→ **Fragmento de texto**:
★ ★ ★ ★

XIV DOMINGO DEL TIEMPO ORDINARIO - CICLO A: Homilia Católica

Publicado por Homilia Católica
NADIE CONOCE AL PADRE SINO EL HIJO
Y AQUÉL A QUIEN EL HIJO SE LO QUIERA REVELAR.

Comentando la Palabra de Dios

Zac. 9, 9-10. Alegrémonos en el Señor. Él se ha acercado, humilde, a nosotros. Él nos trae el perdón de nuestros pecados, y con él, la paz. Él nos quiere fraternalmente unidos; Él quiere que de las armas de guerra hagamos instrumentos de trabajo, y que a nadie falte el sustento de cada día por ser justos para con todos. Sólo hay una lucha en la que jamás debemos bajar la guardia: la lucha contra el autor del pecado y de la muerte. Jesucristo se ha levantado victorioso sobre la serpiente antigua, o Satanás. Y los que creemos en Él, y por la fe y el bautismo nos hemos unido a Él, por voluntad suya hemos de continuar con su obra salvadora en el mundo.

★ ★ ★ ★

Prolonga el comentario de la homilía sobre Zacarías 9, 9-10 a partir de su última oración.

★ ★ ★ ★

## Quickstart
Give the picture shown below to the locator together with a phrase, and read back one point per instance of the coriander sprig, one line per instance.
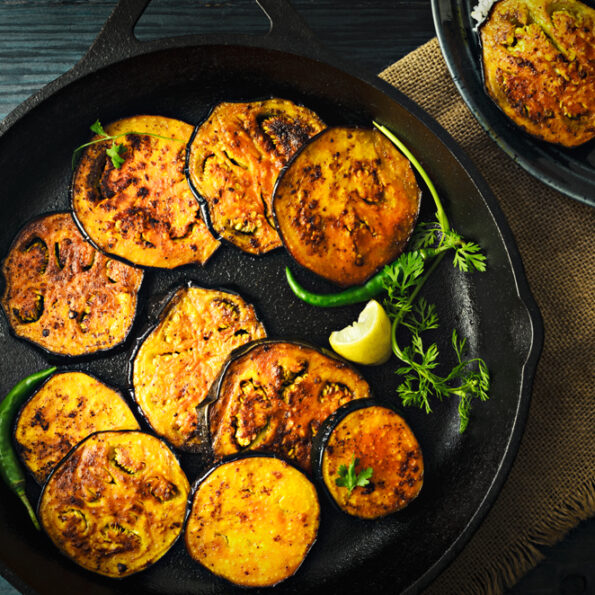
(115, 151)
(349, 479)
(469, 379)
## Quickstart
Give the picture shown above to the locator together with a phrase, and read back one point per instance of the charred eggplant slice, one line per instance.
(117, 503)
(67, 408)
(233, 162)
(253, 521)
(179, 359)
(346, 204)
(368, 435)
(274, 395)
(143, 212)
(62, 294)
(539, 67)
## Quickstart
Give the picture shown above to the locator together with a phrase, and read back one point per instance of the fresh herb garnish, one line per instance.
(115, 151)
(469, 379)
(349, 479)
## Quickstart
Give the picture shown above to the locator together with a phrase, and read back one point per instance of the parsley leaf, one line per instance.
(114, 153)
(469, 379)
(349, 479)
(97, 128)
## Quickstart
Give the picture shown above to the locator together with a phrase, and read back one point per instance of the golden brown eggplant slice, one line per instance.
(347, 204)
(143, 212)
(62, 294)
(117, 503)
(274, 395)
(253, 520)
(233, 162)
(177, 362)
(67, 408)
(539, 67)
(377, 438)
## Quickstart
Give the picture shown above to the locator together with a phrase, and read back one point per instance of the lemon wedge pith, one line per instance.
(366, 341)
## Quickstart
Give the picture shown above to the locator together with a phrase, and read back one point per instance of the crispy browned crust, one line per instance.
(539, 67)
(234, 160)
(62, 294)
(253, 521)
(116, 504)
(347, 204)
(380, 439)
(67, 408)
(276, 396)
(178, 361)
(143, 212)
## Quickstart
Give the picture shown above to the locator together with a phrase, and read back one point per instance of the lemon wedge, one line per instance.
(366, 341)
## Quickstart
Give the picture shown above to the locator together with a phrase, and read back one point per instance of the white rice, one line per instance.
(480, 11)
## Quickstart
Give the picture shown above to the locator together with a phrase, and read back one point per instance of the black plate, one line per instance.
(571, 171)
(183, 78)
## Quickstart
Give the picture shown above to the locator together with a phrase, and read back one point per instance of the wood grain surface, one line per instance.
(41, 39)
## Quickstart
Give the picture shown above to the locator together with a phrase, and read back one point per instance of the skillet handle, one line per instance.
(116, 41)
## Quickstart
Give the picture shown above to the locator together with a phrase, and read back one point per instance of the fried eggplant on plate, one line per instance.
(539, 67)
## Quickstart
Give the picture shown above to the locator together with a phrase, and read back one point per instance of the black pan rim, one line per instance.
(523, 293)
(505, 134)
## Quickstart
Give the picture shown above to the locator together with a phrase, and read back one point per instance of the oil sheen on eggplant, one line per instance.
(234, 159)
(539, 67)
(179, 359)
(253, 520)
(117, 503)
(346, 204)
(274, 395)
(67, 408)
(143, 212)
(64, 295)
(380, 439)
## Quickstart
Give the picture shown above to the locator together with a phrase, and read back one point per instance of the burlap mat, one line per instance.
(552, 483)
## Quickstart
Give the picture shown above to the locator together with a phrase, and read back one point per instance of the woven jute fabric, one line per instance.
(552, 483)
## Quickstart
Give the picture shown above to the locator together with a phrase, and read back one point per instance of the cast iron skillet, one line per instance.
(571, 171)
(184, 77)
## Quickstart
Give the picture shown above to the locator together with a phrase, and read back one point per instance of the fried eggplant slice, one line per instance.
(176, 364)
(253, 521)
(62, 294)
(347, 204)
(143, 212)
(377, 438)
(275, 395)
(234, 159)
(117, 503)
(539, 67)
(66, 409)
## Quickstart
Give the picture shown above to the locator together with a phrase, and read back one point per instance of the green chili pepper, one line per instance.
(10, 468)
(354, 295)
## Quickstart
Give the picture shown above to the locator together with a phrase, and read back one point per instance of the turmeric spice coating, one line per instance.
(64, 295)
(347, 204)
(539, 67)
(116, 504)
(178, 361)
(67, 408)
(380, 439)
(274, 398)
(253, 520)
(143, 212)
(234, 160)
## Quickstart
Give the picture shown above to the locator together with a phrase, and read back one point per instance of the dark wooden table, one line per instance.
(41, 39)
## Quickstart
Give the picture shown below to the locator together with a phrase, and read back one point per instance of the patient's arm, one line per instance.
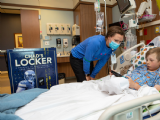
(132, 84)
(157, 87)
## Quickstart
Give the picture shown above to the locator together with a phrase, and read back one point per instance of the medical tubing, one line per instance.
(148, 111)
(111, 111)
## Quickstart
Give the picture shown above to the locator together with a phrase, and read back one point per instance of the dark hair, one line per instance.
(115, 30)
(154, 50)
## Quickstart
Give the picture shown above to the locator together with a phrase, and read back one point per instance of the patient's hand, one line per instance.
(157, 87)
(88, 78)
(132, 84)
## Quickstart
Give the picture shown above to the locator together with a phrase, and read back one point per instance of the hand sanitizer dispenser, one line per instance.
(58, 41)
(65, 43)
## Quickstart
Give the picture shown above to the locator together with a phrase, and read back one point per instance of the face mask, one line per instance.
(113, 45)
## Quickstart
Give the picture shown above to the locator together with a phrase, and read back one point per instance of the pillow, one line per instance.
(140, 56)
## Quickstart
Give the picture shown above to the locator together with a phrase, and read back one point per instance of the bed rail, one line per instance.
(112, 112)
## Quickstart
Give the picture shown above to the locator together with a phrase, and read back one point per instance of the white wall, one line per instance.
(54, 3)
(56, 16)
(109, 2)
(75, 2)
(116, 16)
(48, 3)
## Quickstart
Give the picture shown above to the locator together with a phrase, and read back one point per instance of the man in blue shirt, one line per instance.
(94, 48)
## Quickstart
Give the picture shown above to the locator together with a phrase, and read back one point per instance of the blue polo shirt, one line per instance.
(92, 49)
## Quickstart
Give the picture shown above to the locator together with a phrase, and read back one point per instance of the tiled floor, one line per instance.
(5, 84)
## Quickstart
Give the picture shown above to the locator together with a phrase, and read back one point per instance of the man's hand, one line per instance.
(92, 78)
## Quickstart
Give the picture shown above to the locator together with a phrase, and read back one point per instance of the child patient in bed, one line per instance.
(148, 73)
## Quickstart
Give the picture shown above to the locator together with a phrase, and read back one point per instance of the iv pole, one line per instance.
(105, 16)
(106, 30)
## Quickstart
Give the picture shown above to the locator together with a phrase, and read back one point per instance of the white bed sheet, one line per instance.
(81, 101)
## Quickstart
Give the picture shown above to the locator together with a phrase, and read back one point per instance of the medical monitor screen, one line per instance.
(123, 5)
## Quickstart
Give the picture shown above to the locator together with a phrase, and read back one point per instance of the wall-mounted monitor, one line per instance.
(125, 5)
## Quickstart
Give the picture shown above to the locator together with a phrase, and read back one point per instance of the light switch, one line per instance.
(157, 29)
(46, 42)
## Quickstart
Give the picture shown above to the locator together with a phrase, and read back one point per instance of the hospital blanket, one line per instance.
(81, 101)
(9, 103)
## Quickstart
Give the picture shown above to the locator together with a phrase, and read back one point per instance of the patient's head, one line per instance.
(153, 59)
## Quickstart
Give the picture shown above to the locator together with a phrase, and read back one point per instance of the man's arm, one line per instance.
(157, 87)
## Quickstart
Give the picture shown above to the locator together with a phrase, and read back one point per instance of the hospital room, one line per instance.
(79, 59)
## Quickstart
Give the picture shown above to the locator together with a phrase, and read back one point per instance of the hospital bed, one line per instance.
(62, 99)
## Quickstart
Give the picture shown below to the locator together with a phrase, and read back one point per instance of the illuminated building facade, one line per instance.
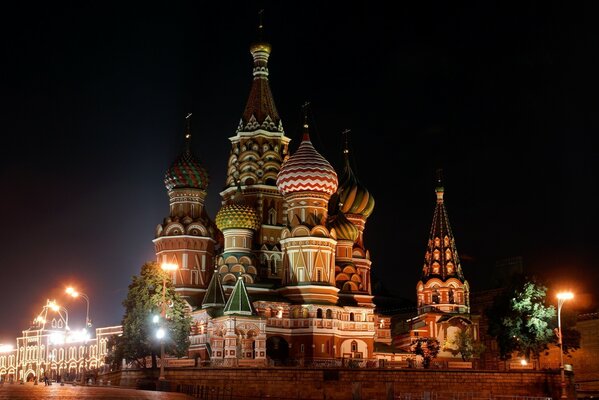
(282, 274)
(49, 348)
(443, 293)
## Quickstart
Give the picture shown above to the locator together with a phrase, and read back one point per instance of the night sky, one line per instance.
(504, 99)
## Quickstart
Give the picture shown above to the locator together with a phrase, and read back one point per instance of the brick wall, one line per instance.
(342, 384)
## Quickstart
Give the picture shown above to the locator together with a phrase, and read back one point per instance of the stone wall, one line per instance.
(355, 384)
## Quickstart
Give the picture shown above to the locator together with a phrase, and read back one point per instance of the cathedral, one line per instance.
(282, 274)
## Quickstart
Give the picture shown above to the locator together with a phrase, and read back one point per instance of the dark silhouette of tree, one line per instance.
(143, 302)
(428, 348)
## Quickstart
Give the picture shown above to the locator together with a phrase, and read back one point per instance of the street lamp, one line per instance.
(166, 267)
(73, 293)
(561, 298)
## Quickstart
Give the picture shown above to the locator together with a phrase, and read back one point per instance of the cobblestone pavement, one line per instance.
(69, 392)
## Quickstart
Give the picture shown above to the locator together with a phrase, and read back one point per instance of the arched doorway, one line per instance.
(277, 349)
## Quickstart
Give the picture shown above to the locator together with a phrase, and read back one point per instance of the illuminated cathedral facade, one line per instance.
(283, 273)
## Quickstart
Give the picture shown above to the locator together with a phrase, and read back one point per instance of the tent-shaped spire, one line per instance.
(215, 295)
(441, 259)
(239, 301)
(260, 111)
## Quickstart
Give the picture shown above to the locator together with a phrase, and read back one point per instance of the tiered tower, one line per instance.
(187, 236)
(352, 269)
(257, 152)
(307, 181)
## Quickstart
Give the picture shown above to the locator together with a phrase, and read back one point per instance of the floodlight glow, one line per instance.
(169, 266)
(6, 348)
(160, 333)
(565, 295)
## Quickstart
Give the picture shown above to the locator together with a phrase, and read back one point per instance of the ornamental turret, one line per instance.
(238, 221)
(307, 181)
(258, 149)
(187, 236)
(352, 264)
(442, 285)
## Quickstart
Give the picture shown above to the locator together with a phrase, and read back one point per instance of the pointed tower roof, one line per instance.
(215, 295)
(239, 301)
(260, 111)
(441, 259)
(237, 214)
(186, 171)
(307, 170)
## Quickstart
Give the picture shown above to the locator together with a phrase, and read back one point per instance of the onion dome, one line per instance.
(441, 258)
(237, 214)
(353, 195)
(186, 172)
(307, 170)
(343, 227)
(260, 110)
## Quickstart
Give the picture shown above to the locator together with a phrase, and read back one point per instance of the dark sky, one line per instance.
(94, 95)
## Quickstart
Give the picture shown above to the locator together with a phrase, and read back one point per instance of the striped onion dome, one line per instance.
(307, 170)
(237, 215)
(186, 172)
(343, 227)
(354, 197)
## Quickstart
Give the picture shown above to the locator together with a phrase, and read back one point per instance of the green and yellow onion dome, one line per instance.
(353, 196)
(343, 227)
(186, 172)
(237, 215)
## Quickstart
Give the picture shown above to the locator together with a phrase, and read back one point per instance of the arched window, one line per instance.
(272, 216)
(435, 296)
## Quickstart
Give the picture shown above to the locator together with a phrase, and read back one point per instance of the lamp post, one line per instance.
(74, 293)
(166, 267)
(561, 298)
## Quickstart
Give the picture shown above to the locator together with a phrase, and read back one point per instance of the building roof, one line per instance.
(307, 171)
(441, 259)
(215, 295)
(239, 302)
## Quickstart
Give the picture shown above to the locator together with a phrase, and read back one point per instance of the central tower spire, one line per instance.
(260, 111)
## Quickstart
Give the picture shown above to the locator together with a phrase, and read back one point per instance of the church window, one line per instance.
(435, 296)
(450, 268)
(272, 216)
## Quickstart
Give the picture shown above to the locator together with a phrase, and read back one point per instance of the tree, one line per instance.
(428, 348)
(463, 343)
(520, 320)
(143, 302)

★ ★ ★ ★

→ **Resultado del ejercicio**:
Y no podemos ir a anunciar el Evangelio, y a construir el Reino de Dios llenos de orgullo, sino con la misma humildad, servicio amoroso y caridad pastoral que el Señor nos ha manifestado. Por eso debemos continuamente revisar nuestros esquemas de evangelización, para que no pongamos nuestra confianza en nosotros mismos sino en Aquel que nos llamó, para que estuviésemos con Él y para que, desde el haber experimentado en nosotros el amor y la misericordia de Dios, vayamos al mundo entero y anunciemos a Cristo como único camino de salvación para todos los pueblos.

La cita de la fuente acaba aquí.